*YOUR ASSIGNMENT*.
What follows is a set of entries. Repeat them exactly, but not their pictures.

*INFORMATION PROVIDED*.

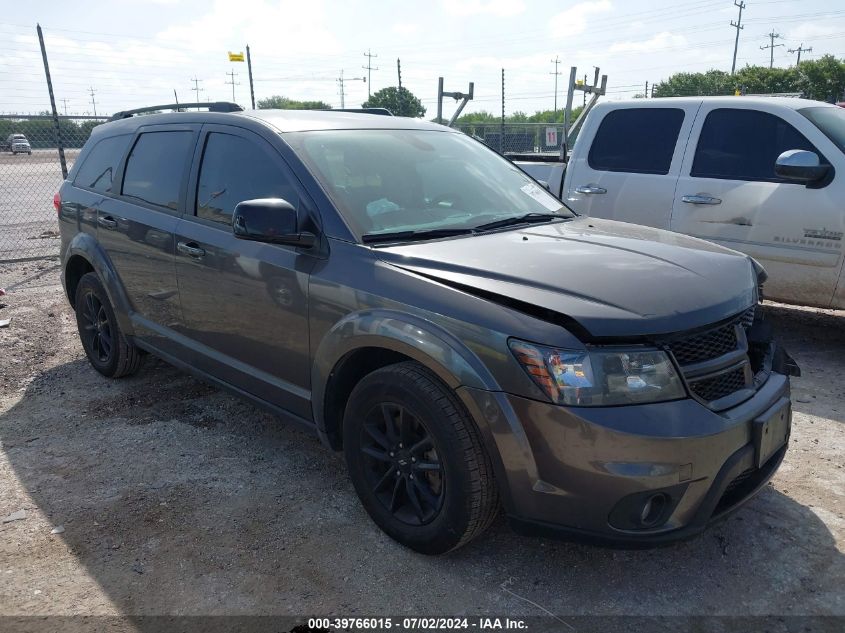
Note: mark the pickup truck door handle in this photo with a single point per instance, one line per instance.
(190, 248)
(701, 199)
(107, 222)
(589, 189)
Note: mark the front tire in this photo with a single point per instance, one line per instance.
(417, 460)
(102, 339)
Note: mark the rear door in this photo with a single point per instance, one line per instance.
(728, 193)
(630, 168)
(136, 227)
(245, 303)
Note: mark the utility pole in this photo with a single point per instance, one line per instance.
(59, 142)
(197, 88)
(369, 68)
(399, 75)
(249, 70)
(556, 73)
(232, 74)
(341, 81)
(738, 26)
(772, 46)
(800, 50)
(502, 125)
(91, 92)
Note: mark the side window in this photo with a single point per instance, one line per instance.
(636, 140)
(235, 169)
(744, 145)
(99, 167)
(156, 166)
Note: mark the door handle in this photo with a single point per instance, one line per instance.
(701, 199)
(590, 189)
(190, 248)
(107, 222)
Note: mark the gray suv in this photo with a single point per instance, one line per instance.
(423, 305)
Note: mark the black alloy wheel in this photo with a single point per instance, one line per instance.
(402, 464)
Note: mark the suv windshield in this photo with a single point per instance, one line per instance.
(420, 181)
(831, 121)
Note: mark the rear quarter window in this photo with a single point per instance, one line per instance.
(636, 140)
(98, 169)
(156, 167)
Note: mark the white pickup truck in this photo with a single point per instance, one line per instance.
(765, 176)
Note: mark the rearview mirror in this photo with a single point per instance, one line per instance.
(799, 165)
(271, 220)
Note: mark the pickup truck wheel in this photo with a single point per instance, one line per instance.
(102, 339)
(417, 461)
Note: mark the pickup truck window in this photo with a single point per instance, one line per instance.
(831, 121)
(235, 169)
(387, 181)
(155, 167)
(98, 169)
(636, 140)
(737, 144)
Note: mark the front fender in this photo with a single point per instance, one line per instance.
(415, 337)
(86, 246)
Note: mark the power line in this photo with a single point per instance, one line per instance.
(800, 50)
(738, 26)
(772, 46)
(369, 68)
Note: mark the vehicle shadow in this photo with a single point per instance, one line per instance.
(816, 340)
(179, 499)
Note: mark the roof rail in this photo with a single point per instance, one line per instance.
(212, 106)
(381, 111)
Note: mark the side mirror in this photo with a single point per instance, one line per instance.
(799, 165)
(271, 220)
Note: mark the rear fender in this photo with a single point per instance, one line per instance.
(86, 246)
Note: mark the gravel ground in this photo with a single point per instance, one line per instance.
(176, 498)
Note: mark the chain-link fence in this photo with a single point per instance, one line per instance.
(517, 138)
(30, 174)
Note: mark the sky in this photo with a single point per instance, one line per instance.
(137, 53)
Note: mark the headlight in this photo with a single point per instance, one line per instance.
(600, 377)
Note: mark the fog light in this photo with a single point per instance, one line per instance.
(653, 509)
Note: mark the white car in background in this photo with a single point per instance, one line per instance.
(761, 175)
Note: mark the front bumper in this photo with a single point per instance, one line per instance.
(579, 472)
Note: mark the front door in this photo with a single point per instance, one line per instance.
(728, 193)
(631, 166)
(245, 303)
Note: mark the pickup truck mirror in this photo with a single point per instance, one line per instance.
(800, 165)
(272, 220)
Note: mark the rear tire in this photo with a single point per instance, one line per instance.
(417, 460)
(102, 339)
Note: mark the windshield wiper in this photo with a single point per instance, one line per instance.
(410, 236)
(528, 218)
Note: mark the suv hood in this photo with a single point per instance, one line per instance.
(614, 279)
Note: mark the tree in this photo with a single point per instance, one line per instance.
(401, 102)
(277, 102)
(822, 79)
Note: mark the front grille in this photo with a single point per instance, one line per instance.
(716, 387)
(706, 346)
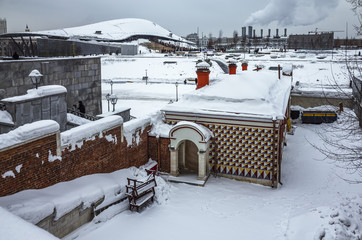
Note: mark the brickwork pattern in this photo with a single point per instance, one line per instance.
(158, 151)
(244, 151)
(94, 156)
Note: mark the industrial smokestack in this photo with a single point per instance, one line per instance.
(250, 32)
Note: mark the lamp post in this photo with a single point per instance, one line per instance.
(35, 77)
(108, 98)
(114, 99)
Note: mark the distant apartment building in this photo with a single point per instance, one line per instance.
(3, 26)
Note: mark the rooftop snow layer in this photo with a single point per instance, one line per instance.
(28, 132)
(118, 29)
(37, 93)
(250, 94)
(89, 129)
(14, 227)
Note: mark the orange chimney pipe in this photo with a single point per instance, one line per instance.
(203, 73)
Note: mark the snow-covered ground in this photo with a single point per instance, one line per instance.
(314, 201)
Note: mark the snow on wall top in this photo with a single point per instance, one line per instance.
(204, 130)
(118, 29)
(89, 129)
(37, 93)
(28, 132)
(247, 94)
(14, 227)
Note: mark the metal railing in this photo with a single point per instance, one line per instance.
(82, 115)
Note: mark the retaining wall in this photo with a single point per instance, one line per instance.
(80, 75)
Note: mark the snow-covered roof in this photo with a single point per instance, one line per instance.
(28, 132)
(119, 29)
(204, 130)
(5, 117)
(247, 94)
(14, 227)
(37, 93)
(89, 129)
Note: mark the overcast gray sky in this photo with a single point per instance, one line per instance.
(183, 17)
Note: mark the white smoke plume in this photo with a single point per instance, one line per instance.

*WRITTEN REPLY*.
Note: mark the pickup truck door handle in this photo with a single point per instance, one line per instance.
(190, 248)
(701, 199)
(107, 222)
(589, 189)
Note: mark the front tire in this photo with a single point per instance, one line per instance.
(417, 460)
(102, 339)
Note: mark the rear door in this photo with a single point per instance, one line per instance.
(728, 193)
(630, 168)
(136, 227)
(245, 303)
Note: mark the utility pole in this photo with a single point per instance, one line per instance.
(59, 142)
(197, 88)
(369, 68)
(399, 75)
(249, 70)
(556, 73)
(232, 74)
(341, 81)
(738, 26)
(772, 46)
(800, 50)
(502, 125)
(91, 92)
Note: mark the side window in this photo with a single point per instance, one line per instance.
(636, 140)
(235, 169)
(744, 145)
(99, 167)
(156, 166)
Note: mark the door handle in this photo with a single point per instance, one line per instance.
(701, 199)
(590, 189)
(190, 248)
(107, 222)
Note: mark the gray suv in this photo with a single point per instance, one line per instance.
(423, 305)
Note: mark the black alloy wheel in this photo with a single point per instance, one line per instance.
(402, 464)
Note: mark the suv windshield in this photo with a single point per instance, one line per instance.
(420, 181)
(831, 121)
Note: mark the rear quarter window in this photo with a single point per instance, one line per instance.
(636, 140)
(98, 169)
(156, 167)
Note: mark the white pickup truck in this photo with a single point per instance, one line per instance.
(765, 176)
Note: mark the rearview mirror in this photo with a single point per instance, one line per instance.
(799, 165)
(271, 220)
Note: mark the pickup truck wheel in this photo with a single point per instance, one line per instance.
(102, 339)
(417, 461)
Note: mark the pickup truck window in this photo with a single point per instance, one line per instance.
(831, 121)
(235, 169)
(387, 181)
(155, 167)
(98, 169)
(636, 140)
(737, 144)
Note: mark the front fender in this photo with a single point per instance, one line per instance.
(415, 337)
(86, 246)
Note: mark the power line in this photo with a single point per instance, one line per instance.
(800, 50)
(738, 26)
(772, 46)
(369, 68)
Note: mark the vehicle shadow in this photo with a single point per instance, one line per instance.
(816, 340)
(179, 499)
Note: mark the roof rail in this photo with a single point per instance, one line per instance.
(212, 106)
(381, 111)
Note: mark the side mirror in this photo with a single point per instance, one line per instance.
(799, 165)
(271, 220)
Note: mark the rear fender in this photo with a single point per instance, one line per instance.
(86, 246)
Note: mark the gravel ground in this photo with a single point per instance, one line per instance.
(176, 498)
Note: mark the chain-link fence in this photo with a single point per instance, one line per instance.
(517, 138)
(30, 174)
Note: mark the sky in this photo with a single point per instance, one line per instance.
(137, 53)
Note: mark the headlight in this photo with a single point per instance, one line per instance.
(600, 377)
Note: mark the fog light in this photo with a single point per instance, one line per instance.
(653, 509)
Note: mark the white car in background in this photo with a single point per instance, one line per instance.
(761, 175)
Note: mark the front bumper in this photo with a single point per instance, one line per instance.
(579, 472)
Note: mark the front door in this photo with a single point per instance, one line per instance.
(728, 193)
(631, 166)
(245, 303)
Note: mark the pickup truck mirror in this photo with a single point per instance, one line per instance.
(800, 165)
(272, 220)
Note: mark the rear tire in this photo with a single point per instance, one line per instance.
(417, 460)
(102, 339)
Note: mark the windshield wiper in this photo with a single point per instance, one line per instance.
(410, 236)
(528, 218)
Note: mark the suv hood in this photo with a single point per instance, one line per instance.
(614, 279)
Note: mark the tree in this photo with a single point per instance, one line per instance.
(401, 102)
(277, 102)
(822, 79)
Note: mark the front grille in this photo with a single point per instance, one line per instance.
(716, 387)
(706, 346)
Note: mark the brickwork pattern in this photo with a single point per instance, one line per instance.
(158, 151)
(244, 151)
(94, 156)
Note: mark the industrial smokestack in this photo with a single point per instance, one line per instance.
(250, 32)
Note: mark the lamp post in this photo with a single point per instance, one line per instance.
(35, 77)
(108, 98)
(114, 99)
Note: mark the distant apartment building in this photo with a single point per instance, one line per instance.
(3, 26)
Note: mark the rooftop snow layer in this photo with a single point per instance, one line per instance.
(28, 132)
(118, 29)
(37, 93)
(250, 94)
(89, 129)
(14, 227)
Note: mark the orange chimney pipe in this photo with a single point per instance, one line per instance.
(203, 73)
Note: mark the snow-covered ground in this photo with a single point per instance, one line per instance.
(314, 201)
Note: mark the snow on wall top in this photo with a single point per instance, one line per instance.
(204, 130)
(118, 29)
(89, 129)
(37, 93)
(28, 132)
(247, 94)
(14, 227)
Note: mark the metal railing in this photo with a single point per instance, one line per instance.
(82, 115)
Note: mark the retaining wall in this photo with a single point per instance, one line per instance.
(80, 75)
Note: mark the snow-covered roof in this photo with a single point per instance, one line per instance.
(28, 132)
(119, 29)
(204, 130)
(5, 117)
(247, 94)
(14, 227)
(37, 93)
(89, 129)
Note: mark the overcast gray sky in this photo with a single point per instance, one line per instance.
(183, 17)
Note: mark the white smoke plume in this photo with a single point per instance, one line per instance.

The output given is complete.